§ TASK STATEMENT:
Print each of the records below, leaving every word as it is.

Dataset items:
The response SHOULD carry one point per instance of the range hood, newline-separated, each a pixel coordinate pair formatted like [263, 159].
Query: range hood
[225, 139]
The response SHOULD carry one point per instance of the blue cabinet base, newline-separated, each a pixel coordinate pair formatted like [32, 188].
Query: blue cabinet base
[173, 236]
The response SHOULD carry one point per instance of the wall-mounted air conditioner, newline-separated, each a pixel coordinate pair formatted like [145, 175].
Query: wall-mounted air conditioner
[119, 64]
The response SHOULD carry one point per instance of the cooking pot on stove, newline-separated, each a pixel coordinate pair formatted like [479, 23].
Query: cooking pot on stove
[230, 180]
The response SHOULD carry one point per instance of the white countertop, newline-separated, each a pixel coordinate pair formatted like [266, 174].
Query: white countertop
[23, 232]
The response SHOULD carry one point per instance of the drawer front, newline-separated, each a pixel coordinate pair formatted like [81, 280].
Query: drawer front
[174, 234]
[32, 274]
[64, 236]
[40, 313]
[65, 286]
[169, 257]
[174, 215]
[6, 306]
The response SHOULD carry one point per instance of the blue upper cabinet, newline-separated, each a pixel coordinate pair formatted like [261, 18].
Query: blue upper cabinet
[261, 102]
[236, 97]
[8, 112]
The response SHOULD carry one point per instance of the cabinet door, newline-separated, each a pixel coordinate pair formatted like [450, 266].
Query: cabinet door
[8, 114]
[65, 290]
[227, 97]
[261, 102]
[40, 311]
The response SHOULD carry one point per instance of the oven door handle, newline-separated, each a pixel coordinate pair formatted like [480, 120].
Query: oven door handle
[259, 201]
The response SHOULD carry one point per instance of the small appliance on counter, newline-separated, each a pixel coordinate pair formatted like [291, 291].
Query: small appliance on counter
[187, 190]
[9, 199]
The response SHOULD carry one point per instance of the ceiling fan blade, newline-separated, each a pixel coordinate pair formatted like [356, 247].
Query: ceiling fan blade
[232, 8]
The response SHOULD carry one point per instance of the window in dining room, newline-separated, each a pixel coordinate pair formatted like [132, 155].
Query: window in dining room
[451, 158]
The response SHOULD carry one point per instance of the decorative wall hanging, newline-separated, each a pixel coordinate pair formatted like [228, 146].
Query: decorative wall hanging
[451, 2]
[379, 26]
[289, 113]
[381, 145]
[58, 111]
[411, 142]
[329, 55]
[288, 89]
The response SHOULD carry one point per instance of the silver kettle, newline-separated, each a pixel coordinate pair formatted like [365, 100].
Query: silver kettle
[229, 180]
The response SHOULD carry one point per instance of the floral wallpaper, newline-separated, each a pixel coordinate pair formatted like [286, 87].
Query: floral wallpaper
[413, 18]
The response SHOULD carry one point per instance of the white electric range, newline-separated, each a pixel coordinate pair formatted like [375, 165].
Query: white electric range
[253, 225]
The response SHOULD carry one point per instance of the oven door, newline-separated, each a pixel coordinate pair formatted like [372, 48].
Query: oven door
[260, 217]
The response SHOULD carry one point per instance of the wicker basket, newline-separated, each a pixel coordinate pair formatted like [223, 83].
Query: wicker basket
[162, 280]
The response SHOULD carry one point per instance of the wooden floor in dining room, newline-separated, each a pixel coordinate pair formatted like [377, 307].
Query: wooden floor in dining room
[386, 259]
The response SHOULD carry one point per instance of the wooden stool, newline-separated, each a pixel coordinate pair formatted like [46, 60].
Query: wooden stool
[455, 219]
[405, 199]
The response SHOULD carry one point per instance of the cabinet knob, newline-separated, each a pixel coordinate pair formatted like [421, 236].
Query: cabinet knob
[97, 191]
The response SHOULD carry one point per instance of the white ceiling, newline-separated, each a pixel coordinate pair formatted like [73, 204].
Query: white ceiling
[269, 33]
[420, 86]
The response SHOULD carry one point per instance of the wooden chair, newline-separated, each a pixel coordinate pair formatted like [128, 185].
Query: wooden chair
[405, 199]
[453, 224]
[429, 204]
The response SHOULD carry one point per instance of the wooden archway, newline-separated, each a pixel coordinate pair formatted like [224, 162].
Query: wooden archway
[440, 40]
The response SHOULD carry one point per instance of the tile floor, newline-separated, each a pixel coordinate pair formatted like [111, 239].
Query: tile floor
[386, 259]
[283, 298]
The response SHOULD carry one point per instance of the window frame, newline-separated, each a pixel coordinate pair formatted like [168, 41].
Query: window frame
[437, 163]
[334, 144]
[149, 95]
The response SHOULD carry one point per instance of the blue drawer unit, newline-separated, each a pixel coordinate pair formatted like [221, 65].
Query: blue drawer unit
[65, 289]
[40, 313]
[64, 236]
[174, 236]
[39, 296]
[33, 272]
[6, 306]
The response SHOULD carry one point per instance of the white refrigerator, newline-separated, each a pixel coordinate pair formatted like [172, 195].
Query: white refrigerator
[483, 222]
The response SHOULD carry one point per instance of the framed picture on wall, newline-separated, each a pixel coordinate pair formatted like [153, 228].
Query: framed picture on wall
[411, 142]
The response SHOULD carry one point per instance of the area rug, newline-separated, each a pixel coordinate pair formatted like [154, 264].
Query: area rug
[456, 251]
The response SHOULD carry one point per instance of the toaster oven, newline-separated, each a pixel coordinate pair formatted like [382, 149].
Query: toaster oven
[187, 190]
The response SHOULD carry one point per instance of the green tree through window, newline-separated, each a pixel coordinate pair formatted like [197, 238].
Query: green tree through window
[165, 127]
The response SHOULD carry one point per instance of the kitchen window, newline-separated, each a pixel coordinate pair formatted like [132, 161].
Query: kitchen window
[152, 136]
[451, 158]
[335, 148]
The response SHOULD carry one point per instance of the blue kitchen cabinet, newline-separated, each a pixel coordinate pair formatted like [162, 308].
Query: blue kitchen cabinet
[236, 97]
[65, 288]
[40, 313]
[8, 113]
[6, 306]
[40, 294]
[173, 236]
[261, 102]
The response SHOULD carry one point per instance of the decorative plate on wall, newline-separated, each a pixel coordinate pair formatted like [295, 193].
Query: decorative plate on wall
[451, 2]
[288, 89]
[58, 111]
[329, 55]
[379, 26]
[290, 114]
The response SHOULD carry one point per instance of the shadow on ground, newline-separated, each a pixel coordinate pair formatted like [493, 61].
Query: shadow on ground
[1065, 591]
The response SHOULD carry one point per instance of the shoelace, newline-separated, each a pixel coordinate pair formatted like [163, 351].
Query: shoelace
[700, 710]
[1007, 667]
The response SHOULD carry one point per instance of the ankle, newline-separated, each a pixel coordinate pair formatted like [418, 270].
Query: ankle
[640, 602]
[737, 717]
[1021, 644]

§ SOLUTION TO THE EXERCISE:
The response SHOULD carry one point per instance of the range hood, newline-separated, each a pixel coordinate pair formatted like [263, 159].
Query: range hood
[225, 139]
The response SHOULD carry one point per instance of the blue cabinet base, newline-separated, each a pixel coordinate pair formatted like [32, 188].
Query: blue cabinet base
[173, 236]
The response SHOULD carry one point per instance of the wall-mounted air conditioner, newline-separated, each a pixel coordinate pair formatted like [145, 175].
Query: wall-mounted air conditioner
[119, 64]
The response SHOULD carry one point per instance of the cooking pot on stove, newline-separated, each a pixel coordinate pair formatted like [479, 23].
Query: cooking pot on stove
[230, 180]
The response SHOULD carry one point per instance of the white countertop, newline-separated, each a pixel coordinate pair formatted like [266, 174].
Query: white countertop
[23, 232]
The response SHOULD carry one point per instance of the drawer front, newline-separated, each a pixel coordinate pair formatted like [81, 280].
Query: drawer front
[174, 234]
[32, 274]
[64, 236]
[40, 313]
[65, 286]
[169, 257]
[174, 215]
[6, 306]
The response SHOULD carry one point per instance of the blue upper cabinet, newline-separated, each a pixel coordinate pair formatted like [261, 18].
Query: blue upper cabinet
[261, 102]
[236, 97]
[8, 112]
The response SHOULD carry one point per instance of the cabinet door, newline-separated, each a pixel coordinate pair formatted like [450, 266].
Query: cabinet door
[8, 114]
[65, 290]
[227, 97]
[261, 102]
[40, 311]
The response SHOULD carry one point per instance of the oven door handle, newline-separated, each a pixel coordinate pair formatted like [480, 120].
Query: oven door handle
[259, 201]
The response SHOULD carry one point per instance of the small appliance on counter, newline-separated, each a pixel coordinate pair formatted like [291, 291].
Query: small appliance on counter
[187, 190]
[9, 199]
The response SHOULD carry one point per instance of the ceiling fan blade, newline-separated, each a pixel coordinate pair formatted like [356, 247].
Query: ceiling fan blade
[232, 8]
The response SHOULD carry one point per instance of the window in dining room, newline-separated, each a pixel coordinate pair formatted like [132, 155].
Query: window in dining room
[451, 158]
The response SHOULD carry one point per instance of the decorative wall hanging, newline-separated, each a pixel coordinate pair formatted like [228, 146].
Query: decorative wall hanging
[451, 2]
[379, 26]
[289, 113]
[381, 145]
[58, 111]
[411, 142]
[329, 55]
[288, 89]
The response SHOULD carry one point per instance of the silver kettle, newline-separated, each a pixel coordinate pair formatted like [365, 100].
Query: silver kettle
[229, 180]
The response SHOULD carry one point per instance of the floral wallpaper, newline-separated, each a pixel coordinate pair formatted like [286, 87].
Query: floral wallpaper
[413, 18]
The response SHOULD carry one point per instance of the white electric range, newline-separated, each a pixel coordinate pair formatted like [375, 165].
Query: white electric range
[253, 225]
The response SHOULD carry one point per instance of the oven door, newline-separated, each a pixel coordinate pair formatted like [372, 48].
Query: oven door
[260, 217]
The response SHOULD carry one point per instance of the wicker basket, newline-separated, each a pixel coordinate pair formatted like [223, 83].
Query: wicker basket
[162, 280]
The response SHOULD carry one point per instance of the wooden floor in dining room, newline-separated, each a pixel coordinate pair formatted like [377, 307].
Query: wooden floor in dining room
[386, 259]
The response SHOULD carry one point per instance of the wooden stool, newline-separated, each a pixel coordinate pair formatted like [46, 60].
Query: wooden stool
[455, 219]
[405, 199]
The response SHOULD carry one point per instance of the cabinet knob, newline-separated, each a pixel coordinate pair formatted like [421, 236].
Query: cabinet knob
[97, 191]
The response SHOULD carry one point per instance of the white ceiling, newline-separated, each a pixel coordinate pair formatted like [73, 204].
Query: white ceiling
[269, 33]
[420, 86]
The response SHOULD carry one point per instance of the wooden chair, newline-separated, each a pixel coordinate pair formatted like [128, 185].
Query: wooden chair
[405, 199]
[453, 224]
[429, 204]
The response SHOULD carry one point per instance of the wooden archway, newline-separated, each a pixel coordinate pair formatted like [224, 162].
Query: wooden archway
[440, 40]
The response SHOULD carry one point per instance of the tile floor, newline-separated, each a pixel coordinate pair formatted like [111, 239].
Query: tile floor
[386, 259]
[283, 298]
The response SHOULD carry one point per instance of the window frame, newline-separated, each a pixel coordinate pair formatted like [168, 41].
Query: window frame
[437, 163]
[334, 144]
[149, 95]
The response SHOULD carry one point per instance of the blue drawer unit, newline-separated, each a pixel coordinate pair formatted like [221, 65].
Query: blue drawer unit
[65, 289]
[40, 313]
[64, 236]
[174, 236]
[39, 296]
[33, 272]
[6, 306]
The response SHOULD carry one point per instance of the white refrigerator, newline-separated, each a pixel coordinate pair formatted like [172, 195].
Query: white refrigerator
[483, 222]
The response SHOULD carry one point per instance of the framed picture on wall, newline-separated, each a pixel coordinate pair formatted like [153, 228].
Query: framed picture on wall
[411, 142]
The response SHOULD carry one point per instance of the area rug, newline-separated, each a pixel coordinate pair formatted like [154, 264].
Query: area rug
[456, 251]
The response SHOULD carry one point per instance of the toaster oven, newline-separated, each a pixel coordinate pair formatted like [382, 149].
Query: toaster oven
[187, 190]
The response SHOULD carry one point per instance of the green tree through window, newline-separated, each a pixel coordinate pair formatted like [197, 238].
Query: green tree through window
[165, 127]
The response SHOULD carry one point per instance of the kitchen window, newline-separated, each a pixel coordinate pair formatted like [132, 161].
Query: kitchen window
[152, 136]
[451, 158]
[335, 148]
The response SHOULD carry one point per instance of the blue kitchen cabinet, newline-separated, each a pixel coordinate pair formatted like [162, 308].
Query: blue kitchen cabinet
[236, 97]
[65, 288]
[40, 313]
[8, 113]
[6, 306]
[40, 294]
[173, 236]
[261, 102]
The response SHOULD carry one point per instance of the decorative plate on wall, newline-separated, each a pixel coordinate pair formatted like [295, 193].
Query: decorative plate on wall
[451, 2]
[288, 89]
[58, 111]
[329, 55]
[379, 26]
[290, 114]
The response SHOULD carry one point per instance of the shadow on ground, newline-separated, each a pixel coordinate pair formatted like [493, 61].
Query: shadow on ground
[1065, 591]
The response SHOULD carry one point per instance of the shoelace, newline-separated, each a pixel coordinate pair formatted like [163, 351].
Query: shoelace
[700, 710]
[1007, 667]
The response SHOULD carry one point per instance of the ankle, newline-separated, each a pixel coordinate pair formatted like [418, 270].
Query: ankle
[640, 602]
[737, 717]
[1021, 644]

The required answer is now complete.